• _Problem_
Take from the listing each line that has the string "blurred".

• _Provided data_

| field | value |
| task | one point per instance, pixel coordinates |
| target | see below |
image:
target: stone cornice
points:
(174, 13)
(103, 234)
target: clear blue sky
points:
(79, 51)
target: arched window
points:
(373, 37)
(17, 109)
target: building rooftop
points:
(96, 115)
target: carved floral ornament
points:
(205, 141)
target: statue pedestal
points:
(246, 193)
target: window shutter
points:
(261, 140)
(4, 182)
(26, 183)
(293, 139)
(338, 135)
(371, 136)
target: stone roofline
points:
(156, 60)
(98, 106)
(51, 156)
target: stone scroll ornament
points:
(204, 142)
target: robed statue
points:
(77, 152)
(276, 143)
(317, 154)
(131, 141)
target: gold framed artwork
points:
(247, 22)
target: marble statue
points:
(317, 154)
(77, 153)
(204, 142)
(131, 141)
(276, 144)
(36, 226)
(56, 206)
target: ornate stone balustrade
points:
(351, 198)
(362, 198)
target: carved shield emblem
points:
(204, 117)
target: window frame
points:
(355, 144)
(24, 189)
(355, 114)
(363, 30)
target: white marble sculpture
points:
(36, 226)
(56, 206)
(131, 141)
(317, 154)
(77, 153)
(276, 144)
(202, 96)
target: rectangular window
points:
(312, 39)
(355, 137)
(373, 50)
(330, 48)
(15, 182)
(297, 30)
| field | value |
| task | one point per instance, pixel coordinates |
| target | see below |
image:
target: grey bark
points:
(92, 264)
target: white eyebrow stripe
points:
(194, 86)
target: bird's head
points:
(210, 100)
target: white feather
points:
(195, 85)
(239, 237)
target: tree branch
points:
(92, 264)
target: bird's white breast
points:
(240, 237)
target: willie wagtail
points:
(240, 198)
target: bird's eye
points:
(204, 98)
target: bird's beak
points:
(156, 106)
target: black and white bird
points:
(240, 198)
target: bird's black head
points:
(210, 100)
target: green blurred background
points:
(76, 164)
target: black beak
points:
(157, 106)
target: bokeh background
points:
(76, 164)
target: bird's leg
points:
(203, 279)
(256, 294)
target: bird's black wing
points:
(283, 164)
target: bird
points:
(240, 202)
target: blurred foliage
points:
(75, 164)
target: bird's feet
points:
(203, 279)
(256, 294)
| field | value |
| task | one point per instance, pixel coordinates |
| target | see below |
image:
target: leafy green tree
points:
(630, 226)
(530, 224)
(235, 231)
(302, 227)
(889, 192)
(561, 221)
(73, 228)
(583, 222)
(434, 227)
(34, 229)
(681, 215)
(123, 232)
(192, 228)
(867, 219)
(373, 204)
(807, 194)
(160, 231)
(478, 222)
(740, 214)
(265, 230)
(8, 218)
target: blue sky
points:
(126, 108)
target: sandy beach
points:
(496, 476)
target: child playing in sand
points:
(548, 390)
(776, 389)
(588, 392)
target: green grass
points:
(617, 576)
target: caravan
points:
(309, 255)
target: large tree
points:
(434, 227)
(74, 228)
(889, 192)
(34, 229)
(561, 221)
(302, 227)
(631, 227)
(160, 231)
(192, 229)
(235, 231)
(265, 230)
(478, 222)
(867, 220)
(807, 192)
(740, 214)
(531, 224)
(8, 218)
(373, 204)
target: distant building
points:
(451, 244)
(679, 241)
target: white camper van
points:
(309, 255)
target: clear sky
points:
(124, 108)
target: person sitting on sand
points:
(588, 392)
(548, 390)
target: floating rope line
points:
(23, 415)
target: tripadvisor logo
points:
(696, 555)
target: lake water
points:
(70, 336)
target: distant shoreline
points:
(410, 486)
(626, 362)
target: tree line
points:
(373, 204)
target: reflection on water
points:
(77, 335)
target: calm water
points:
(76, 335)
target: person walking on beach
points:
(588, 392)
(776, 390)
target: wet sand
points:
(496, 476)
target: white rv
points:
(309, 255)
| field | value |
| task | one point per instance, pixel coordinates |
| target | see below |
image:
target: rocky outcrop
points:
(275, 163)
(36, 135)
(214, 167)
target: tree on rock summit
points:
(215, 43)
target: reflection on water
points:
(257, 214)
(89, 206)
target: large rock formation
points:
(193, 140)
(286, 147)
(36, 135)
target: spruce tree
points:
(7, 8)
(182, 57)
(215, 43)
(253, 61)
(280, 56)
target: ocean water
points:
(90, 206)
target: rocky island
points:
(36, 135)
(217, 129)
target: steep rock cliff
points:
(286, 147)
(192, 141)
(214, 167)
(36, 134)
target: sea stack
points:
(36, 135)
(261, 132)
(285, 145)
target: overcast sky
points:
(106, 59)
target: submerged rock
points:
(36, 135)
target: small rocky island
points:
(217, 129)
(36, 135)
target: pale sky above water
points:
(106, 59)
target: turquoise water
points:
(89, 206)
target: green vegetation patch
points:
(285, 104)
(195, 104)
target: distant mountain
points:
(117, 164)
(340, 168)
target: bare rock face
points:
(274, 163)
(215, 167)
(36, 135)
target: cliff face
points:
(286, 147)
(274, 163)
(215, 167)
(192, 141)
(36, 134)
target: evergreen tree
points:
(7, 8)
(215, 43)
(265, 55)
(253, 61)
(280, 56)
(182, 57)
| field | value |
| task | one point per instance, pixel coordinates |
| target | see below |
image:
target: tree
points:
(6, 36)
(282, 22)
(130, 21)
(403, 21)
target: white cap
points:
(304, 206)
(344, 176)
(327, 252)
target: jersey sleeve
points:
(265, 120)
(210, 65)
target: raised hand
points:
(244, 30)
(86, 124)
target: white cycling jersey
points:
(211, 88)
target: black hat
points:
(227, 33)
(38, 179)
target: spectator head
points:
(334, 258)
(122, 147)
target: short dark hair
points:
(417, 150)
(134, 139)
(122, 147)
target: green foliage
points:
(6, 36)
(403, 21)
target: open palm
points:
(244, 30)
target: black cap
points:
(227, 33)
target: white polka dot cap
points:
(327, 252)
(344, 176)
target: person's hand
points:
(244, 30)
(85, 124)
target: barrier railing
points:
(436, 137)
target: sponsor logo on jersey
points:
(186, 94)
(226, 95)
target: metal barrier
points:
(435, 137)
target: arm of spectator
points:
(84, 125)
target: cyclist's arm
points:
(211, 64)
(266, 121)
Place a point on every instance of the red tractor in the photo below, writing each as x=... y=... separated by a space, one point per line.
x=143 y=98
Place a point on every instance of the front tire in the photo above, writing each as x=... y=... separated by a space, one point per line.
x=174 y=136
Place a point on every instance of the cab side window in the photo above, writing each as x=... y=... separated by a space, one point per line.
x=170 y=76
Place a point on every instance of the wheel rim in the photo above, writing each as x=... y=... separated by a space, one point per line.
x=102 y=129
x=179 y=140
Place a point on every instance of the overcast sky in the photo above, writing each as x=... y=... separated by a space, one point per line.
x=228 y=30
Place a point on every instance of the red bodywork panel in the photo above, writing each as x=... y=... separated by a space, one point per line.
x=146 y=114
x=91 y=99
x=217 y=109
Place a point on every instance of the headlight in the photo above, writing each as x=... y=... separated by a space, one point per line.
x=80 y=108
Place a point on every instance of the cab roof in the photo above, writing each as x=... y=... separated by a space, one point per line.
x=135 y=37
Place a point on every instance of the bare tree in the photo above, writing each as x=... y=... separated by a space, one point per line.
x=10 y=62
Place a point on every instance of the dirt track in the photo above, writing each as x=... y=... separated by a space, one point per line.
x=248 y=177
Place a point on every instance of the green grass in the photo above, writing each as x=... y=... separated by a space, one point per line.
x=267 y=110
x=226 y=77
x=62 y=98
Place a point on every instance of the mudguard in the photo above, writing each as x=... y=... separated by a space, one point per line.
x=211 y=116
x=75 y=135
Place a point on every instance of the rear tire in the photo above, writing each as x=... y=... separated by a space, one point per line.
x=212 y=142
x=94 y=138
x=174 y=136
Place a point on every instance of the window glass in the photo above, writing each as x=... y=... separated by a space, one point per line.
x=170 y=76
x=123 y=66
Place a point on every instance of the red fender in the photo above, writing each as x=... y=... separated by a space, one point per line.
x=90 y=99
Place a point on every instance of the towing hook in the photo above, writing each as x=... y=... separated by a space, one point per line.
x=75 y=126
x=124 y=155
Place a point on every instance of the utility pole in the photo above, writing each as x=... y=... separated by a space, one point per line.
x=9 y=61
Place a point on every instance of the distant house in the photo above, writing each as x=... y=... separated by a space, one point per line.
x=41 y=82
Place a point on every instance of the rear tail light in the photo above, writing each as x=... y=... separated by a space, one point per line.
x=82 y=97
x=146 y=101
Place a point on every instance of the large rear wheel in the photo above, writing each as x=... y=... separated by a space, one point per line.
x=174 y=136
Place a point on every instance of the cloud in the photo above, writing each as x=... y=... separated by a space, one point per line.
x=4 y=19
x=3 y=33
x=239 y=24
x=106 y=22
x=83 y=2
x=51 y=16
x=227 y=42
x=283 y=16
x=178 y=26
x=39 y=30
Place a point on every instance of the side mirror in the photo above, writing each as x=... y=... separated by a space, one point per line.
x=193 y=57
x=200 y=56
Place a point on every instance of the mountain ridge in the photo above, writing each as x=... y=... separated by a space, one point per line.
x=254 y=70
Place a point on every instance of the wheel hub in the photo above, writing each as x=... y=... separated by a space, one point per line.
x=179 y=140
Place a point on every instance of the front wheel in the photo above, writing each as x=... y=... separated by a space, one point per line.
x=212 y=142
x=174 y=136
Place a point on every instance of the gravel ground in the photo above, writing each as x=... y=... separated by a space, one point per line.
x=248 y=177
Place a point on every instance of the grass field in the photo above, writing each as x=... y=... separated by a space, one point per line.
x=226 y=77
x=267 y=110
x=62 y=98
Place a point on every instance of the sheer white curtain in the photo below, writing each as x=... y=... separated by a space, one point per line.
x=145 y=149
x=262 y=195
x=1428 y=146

• _Worked solution_
target: green blurred background
target: blurred foliage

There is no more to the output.